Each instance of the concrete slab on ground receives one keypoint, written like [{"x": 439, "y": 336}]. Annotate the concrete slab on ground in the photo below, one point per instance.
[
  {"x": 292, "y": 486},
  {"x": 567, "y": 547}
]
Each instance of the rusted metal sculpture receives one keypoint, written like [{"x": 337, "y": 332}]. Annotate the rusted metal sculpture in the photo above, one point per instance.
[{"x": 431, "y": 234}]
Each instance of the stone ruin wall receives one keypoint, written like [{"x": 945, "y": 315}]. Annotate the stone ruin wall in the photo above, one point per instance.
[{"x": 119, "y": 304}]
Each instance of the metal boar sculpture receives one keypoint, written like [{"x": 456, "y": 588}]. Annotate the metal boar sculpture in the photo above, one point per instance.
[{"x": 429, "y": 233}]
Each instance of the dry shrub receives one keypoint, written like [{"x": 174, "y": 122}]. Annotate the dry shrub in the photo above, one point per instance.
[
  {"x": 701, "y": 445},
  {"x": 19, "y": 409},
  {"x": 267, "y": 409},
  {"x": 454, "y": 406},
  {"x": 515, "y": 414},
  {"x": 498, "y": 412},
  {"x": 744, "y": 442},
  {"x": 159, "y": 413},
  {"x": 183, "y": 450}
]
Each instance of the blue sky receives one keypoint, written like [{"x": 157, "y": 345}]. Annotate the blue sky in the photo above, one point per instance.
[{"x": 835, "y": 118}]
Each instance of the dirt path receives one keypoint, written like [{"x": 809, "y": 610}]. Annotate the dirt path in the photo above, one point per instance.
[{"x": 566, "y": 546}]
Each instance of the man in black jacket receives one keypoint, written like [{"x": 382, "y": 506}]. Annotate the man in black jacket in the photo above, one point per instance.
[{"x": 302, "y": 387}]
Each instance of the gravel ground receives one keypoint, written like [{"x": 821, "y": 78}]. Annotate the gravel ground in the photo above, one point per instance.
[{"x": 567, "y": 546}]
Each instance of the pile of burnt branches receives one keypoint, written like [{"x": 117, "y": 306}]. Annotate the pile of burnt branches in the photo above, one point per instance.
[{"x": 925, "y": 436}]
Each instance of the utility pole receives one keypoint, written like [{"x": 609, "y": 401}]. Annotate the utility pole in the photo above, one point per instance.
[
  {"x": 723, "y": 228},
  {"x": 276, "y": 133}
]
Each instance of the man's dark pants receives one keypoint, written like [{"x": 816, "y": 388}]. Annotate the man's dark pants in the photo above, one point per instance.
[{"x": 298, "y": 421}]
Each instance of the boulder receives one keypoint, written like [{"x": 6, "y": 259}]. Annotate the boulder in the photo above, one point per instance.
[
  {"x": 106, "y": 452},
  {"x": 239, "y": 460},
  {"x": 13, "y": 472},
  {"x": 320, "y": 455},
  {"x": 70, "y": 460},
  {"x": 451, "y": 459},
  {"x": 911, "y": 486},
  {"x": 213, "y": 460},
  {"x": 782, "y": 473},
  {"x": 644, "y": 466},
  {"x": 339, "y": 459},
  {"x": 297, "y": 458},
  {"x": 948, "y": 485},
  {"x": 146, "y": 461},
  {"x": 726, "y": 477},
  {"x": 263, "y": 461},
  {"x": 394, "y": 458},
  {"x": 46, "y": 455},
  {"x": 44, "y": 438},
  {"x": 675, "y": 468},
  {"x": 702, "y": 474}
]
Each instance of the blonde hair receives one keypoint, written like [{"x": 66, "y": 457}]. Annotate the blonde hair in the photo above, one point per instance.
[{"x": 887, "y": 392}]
****************
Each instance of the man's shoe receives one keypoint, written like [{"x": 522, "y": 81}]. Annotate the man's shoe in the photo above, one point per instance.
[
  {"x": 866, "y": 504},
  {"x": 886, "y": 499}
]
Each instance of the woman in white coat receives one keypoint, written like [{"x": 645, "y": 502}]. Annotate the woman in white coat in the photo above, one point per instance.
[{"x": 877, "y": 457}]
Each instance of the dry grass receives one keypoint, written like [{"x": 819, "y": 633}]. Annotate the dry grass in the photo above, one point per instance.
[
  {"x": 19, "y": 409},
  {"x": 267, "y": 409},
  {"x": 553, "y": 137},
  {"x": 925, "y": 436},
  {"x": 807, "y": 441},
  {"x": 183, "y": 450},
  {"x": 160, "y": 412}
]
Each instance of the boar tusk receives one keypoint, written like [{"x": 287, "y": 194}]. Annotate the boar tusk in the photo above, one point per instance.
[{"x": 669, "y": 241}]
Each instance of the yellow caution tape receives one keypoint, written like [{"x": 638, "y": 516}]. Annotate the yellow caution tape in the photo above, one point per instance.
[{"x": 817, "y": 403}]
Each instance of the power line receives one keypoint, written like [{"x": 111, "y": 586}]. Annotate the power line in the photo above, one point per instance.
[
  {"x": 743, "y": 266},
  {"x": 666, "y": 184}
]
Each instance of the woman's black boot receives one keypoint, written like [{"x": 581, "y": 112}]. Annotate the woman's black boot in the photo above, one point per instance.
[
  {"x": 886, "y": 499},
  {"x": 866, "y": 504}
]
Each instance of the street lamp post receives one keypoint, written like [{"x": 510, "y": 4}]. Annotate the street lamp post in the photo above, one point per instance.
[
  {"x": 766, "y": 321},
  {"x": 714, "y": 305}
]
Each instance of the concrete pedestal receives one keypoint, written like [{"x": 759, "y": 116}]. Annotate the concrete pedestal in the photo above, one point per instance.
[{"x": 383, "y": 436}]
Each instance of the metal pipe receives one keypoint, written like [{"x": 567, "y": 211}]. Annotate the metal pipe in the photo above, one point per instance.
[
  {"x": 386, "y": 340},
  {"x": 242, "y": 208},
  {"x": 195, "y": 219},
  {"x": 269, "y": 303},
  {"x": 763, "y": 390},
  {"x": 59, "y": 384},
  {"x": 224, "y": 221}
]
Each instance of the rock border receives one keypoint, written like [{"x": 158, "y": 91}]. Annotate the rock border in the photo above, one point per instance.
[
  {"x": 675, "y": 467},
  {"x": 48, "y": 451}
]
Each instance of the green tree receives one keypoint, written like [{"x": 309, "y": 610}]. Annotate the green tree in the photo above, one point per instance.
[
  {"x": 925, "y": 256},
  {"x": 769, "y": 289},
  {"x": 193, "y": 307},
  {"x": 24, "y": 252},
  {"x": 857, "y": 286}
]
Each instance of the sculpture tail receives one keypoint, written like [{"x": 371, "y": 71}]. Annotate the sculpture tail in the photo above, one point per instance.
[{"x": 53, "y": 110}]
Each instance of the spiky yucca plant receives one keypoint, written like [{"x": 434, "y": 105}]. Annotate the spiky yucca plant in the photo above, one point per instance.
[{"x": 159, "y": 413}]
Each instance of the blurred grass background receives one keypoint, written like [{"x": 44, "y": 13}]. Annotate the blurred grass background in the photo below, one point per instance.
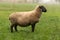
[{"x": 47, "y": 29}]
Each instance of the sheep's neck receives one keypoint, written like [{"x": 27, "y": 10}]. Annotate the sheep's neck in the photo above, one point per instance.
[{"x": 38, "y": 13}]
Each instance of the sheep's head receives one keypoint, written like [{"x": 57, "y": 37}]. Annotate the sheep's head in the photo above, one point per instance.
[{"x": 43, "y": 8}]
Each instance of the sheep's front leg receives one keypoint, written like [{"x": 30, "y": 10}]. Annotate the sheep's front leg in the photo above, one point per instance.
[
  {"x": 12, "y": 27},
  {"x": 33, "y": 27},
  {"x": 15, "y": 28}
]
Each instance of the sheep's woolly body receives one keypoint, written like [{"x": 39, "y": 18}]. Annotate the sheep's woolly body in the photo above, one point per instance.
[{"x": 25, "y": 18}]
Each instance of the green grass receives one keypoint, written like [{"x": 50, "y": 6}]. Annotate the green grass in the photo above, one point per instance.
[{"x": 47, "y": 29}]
****************
[Directions]:
Please pull out every line of the material above that contains the string "woman". Case counts, so match only that exact capitalization.

[The result]:
Each instance of the woman in white coat receives one keypoint, written like [{"x": 645, "y": 502}]. Annotate the woman in white coat in the photo above, one point per instance.
Each instance of the woman's black boot receives one keypoint, written like [{"x": 581, "y": 112}]. Annotate the woman's black boot in the photo above, one point per instance.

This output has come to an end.